> _TEXTAUSZUG_
• • • •
Militär in Russland: Zwei-Sterne-Hotel im Schützengraben
Bei einer Messe auf dem Areal Patriot vor den Toren Moskaus präsentiert der Kreml Kriegsgerät. Hier soll auch ein Erlebnispark entstehen.
Vom „Park des Sieges“ (Pobedy) in Moskau über die Minsker Chaussee ist der Bus eine Stunde unterwegs, bis er über eine zerlegbare Behelfsbrücke von „Oboronstroi“, dem militärischen Bauunternehmen, zum Areal des neuen Parks „Patriot“ abbiegt.
Dort herrscht „Anschlag“. Mit dem Lehnwort meint das Russische „Andrang“. Abertausende drängeln sich vor den Toren, um auf das Gelände der mehrtägigen Messe „Armija 2015“ zu gelangen, von wo Kremlchef Wladimir Putin in dieser Woche der Welt bekanntgab: 40 neue strategische Interkontinentalraketen werde Russland bis Jahresende anschaffen.
Mit dem Atomarsenal hatte der Oberkommandierende der russischen Streitkräfte seit der Annexion der Krim im März 2014 schon mehrmals gerasselt. Jetzt wurde er konkret. Die jungen Besucher Igor und Jewgenij freuen sich besonders über den Zusatz des Präsidenten: Raketen, die von keinem feindlichen Luftabwehrsystem aufzuhalten seien. Kurzum, etwas Einmaliges. Die beiden schwelgen in Stolz und Überlegenheit wie ihr Land. Die Nachfrage, wofür dieser Aufwand betrieben wird, wenn sie doch niemand bedroht, verstört die beiden.
Militärisch-patriotische Zone
Die Idee zu diesem Park soll Verteidigungsminister Sergej Schoigu vor einem Jahr gekommen sei. Die Anlagen verteilen sich auf 5.400 Hektar. 1700 Hektar sind als „militärisch-patriotische Zone“ ausgewiesen, wo Besucher Russlands Militärgeschichte studieren, Museen besuchen oder real nachgestellte Schlachten verfolgen können, darunter auch Panzerschlachten des 2. Weltkrieges. Dazu wurden eigens Tribünen wie bei der Formel-1 errichtet, auf denen 20.000 Zuschauer Platz finden.
Militärische Profis aller Waffengattungen verfügen über eigene Areale. Selbst ein Marine-Cluster wurde angelegt. Das Modell eines russischen Helikopterträgers ist zu sehen. Paris hatte zwei bestellte „Mistral“ -Träger wegen der Krim-Sanktionen nicht ausgeliefert. Überall können sich die Messebesucher an Schießübungen beteiligen, ein Vorgeschmack auch auf die Ausbildungsmöglichkeiten des späteren Erholungszentrums.
• • • •
> _VORLIEGENDE DATENSÄTZE_
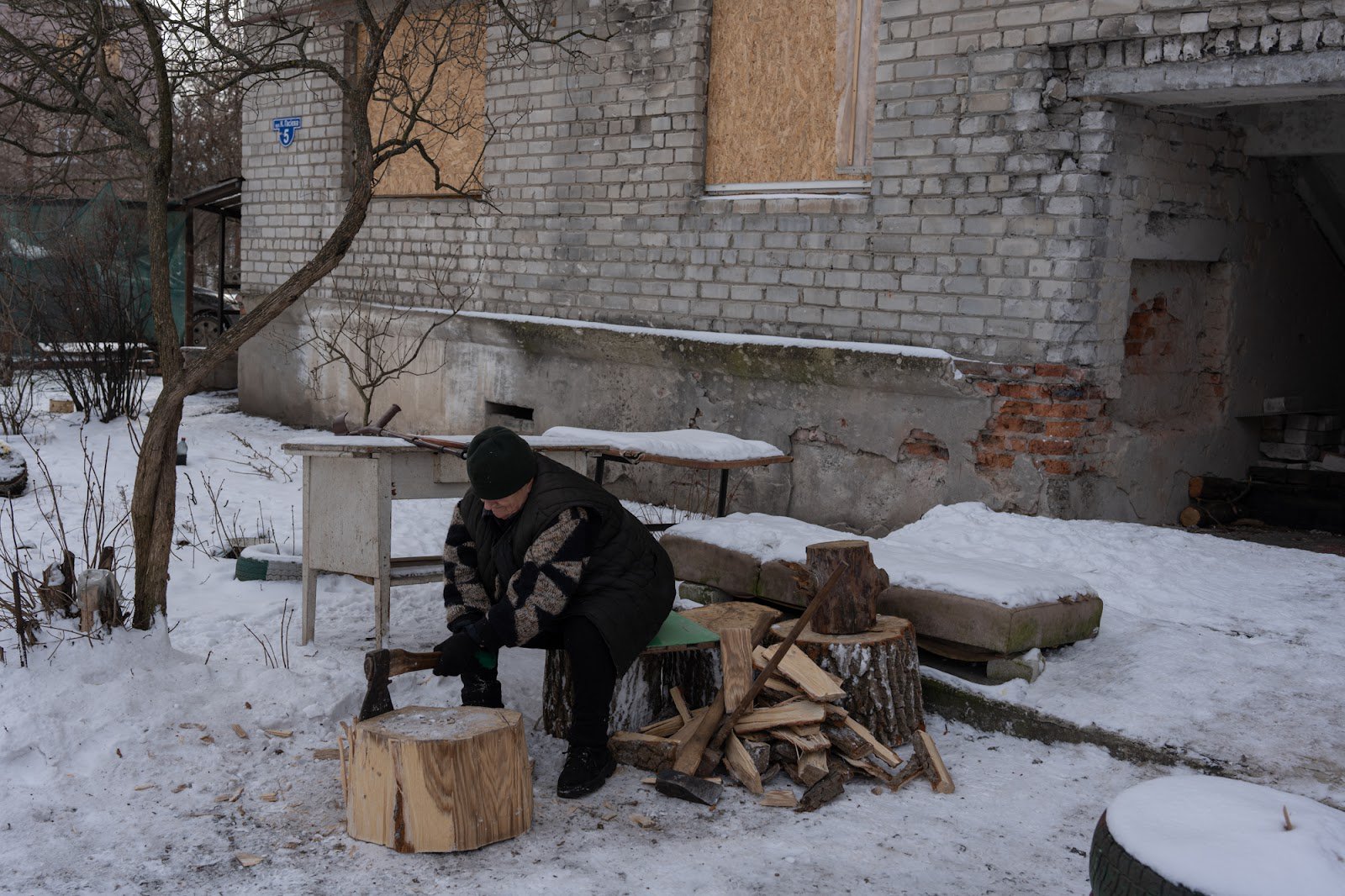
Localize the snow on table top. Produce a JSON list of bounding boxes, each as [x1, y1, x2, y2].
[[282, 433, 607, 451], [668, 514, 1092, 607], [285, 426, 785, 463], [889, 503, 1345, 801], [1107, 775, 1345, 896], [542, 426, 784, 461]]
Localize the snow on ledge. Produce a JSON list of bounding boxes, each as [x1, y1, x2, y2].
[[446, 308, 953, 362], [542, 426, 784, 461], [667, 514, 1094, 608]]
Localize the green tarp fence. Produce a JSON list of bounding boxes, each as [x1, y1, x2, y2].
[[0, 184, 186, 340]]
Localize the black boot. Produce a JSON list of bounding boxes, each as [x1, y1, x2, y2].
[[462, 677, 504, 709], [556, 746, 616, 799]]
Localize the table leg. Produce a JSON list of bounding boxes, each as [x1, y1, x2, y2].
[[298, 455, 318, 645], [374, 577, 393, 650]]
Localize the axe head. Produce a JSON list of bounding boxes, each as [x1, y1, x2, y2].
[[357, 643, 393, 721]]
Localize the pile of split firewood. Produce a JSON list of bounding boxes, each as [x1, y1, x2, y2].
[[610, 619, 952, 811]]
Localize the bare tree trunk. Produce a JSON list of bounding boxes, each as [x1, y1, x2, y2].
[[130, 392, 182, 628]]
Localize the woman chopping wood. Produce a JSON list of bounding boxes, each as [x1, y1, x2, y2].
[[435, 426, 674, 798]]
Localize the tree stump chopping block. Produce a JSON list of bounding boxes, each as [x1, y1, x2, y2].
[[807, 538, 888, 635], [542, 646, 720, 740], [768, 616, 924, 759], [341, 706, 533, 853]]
• • • •
> _AUFGABEN DER ÜBUNG_
1. Zitieren Sie aus dem Artikel über den Militärpark „Patriot“ den gesamten Abschnitt von „Militär in Russland: Zwei-Sterne-Hotel“ bis hinunter zu „ein Erlebnispark entstehen.“.
2. Führen Sie den Artikel über den Militärpark „Patriot“ im Anschluss an seinen letzten Satz weiter.

> _ERGEBNISSE DER AUFGABEN_
1.
Militär in Russland: Zwei-Sterne-Hotel im Schützengraben
Bei einer Messe auf dem Areal Patriot vor den Toren Moskaus präsentiert der Kreml Kriegsgerät. Hier soll auch ein Erlebnispark entstehen.

2.
Sascha, ein 8jähriger, ist mit der Oma gekommen und versucht sich an einer Panzerfaust, die um Köpfe länger ist als er. „Patriotismus“, „staatsbürgerliches Engagement“ und „Stolz auf die Streitkräfte“ will das Verteidigungsministerium vermitteln und natürlich auch für Nachwuchs werben. Die Ausbeute sei schon am ersten Tag nicht schlecht, freut sich ein Generalmajor der Fallschirmjäger. Eine Anstellung bei der Armee wird vor dem Hintergrund der wirtschaftlichen Krise und der geschürten Bedrohungsparanoia auf Jahre hin ein sicherer und gutbezahlter Job sein.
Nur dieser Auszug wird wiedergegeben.